Top of TEXT SHOWN

Baclofen being an important drug used in the management of severe spasticity, a number of processes for its preparation as well as for intermediates synthesis are known in the art.

U.S. Pat. No. 3,471,548 describes a process for the synthesis of Baclofen comprises hydrolysis of para-chlorophenyl-glutaric acid imide using sodium hydroxide solution.

U.S. Pat. No. 5,240,925 and J. Org. Chem. Vol 45 (1), pp. 171-73, 1980 describes a process for the synthesis of 2-(4-Chlorophenyl)-3-(3-pyridyl)propionitrile comprises reduction of 2-(4-chlorophenyl)-3-(3-pyridyl) acrylonitrile using sodium borohydride in DMF solvent for at least 18 hours.

Japanese patent application JP-A-2006/151839 suggested the hydrogenation of 3-(4-chlorophenyl)-3-cyanopropanoic acid to give 4-amino-3-(4-chlorophenyl)butanoic acid wherein the specification refers that the hydrogenation is carried out under a well-known reducing condition, for example, a Raney nickel catalyst. The said patent application does not provide any working example for the conversion.

Chinese patent application CN102351726 discloses hydrogenation of 3-(4-chlorophenyl)-3-cyano-propionic acid ethyl ester in the presence of Raney nickel, which gets cyclised immediately to the corresponding pyrrolidone. The product is further treated with an acid solution to give Baclofen hydrochloride.

Chinese patent application CN102559553 disclosed asymmetric catalytic reduction of carbon-carbon double bond in the compound 3-(4-chloroaryl)-3-cyano-acrylic acid using Achromobacter sp. JA81 with preservation no. of CCTCC M2011369; the process of CN'553 is depicted below:

Journal article Synthesis 2001 (9), pp 1311-12 disclosed synthesis of arylsuccinic acid comprising alkylation of phenylacetonitrile with salt of chloroacetic acid in the presence of potassium hydroxide in DMF solvent, which finally undergoes hydrolysis.

Similarly, U.S. Pat. No. 5,512,680 describes a process for the synthesis of 3-Cyano-3-(3,4-dichlorophenyl)propionic acid comprising reaction of 3,4-dichlorophenylacetonitrile with dry sodium chloroacetate in the presence of sodium tert-butylate in dry dimethyl sulfoxide for 5 hours.

Bottom of TEXT SHOWN
Top of DATA UNDER STUDY

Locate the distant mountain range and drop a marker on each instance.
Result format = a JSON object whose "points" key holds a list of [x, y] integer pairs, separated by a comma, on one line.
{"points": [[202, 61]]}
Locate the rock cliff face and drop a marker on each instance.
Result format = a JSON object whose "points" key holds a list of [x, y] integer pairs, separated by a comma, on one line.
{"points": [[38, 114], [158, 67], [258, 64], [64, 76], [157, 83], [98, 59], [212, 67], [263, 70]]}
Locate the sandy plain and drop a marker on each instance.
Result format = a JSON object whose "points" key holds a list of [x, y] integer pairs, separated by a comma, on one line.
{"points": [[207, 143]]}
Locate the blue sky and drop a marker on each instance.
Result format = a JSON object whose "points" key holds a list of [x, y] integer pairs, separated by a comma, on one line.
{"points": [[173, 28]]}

Bottom of DATA UNDER STUDY

__BRIEF A__.
According to the passage on Baclofen synthesis, in what solvent and for how long does U.S. Pat. No. 5,240,925 carry out the sodium borohydride reduction?
__BRIEF B__.
Using the passage on Baclofen synthesis, explain why a number of processes for making Baclofen and its intermediates are already known.
__BRIEF C__.
List every patent and patent application that the passage on Baclofen synthesis cites.
You won't need the listing for any of this.

__WRITTEN SOLUTION A__.
In DMF, for at least 18 hours.

__WRITTEN SOLUTION B__.
Baclofen is an important drug used in the management of severe spasticity. Because of that, many processes for preparing it and for synthesizing its intermediates are known in the art.

__WRITTEN SOLUTION C__.
- U.S. Pat. No. 3,471,548
- U.S. Pat. No. 5,240,925
- JP-A-2006/151839
- CN102351726
- CN102559553
- U.S. Pat. No. 5,512,680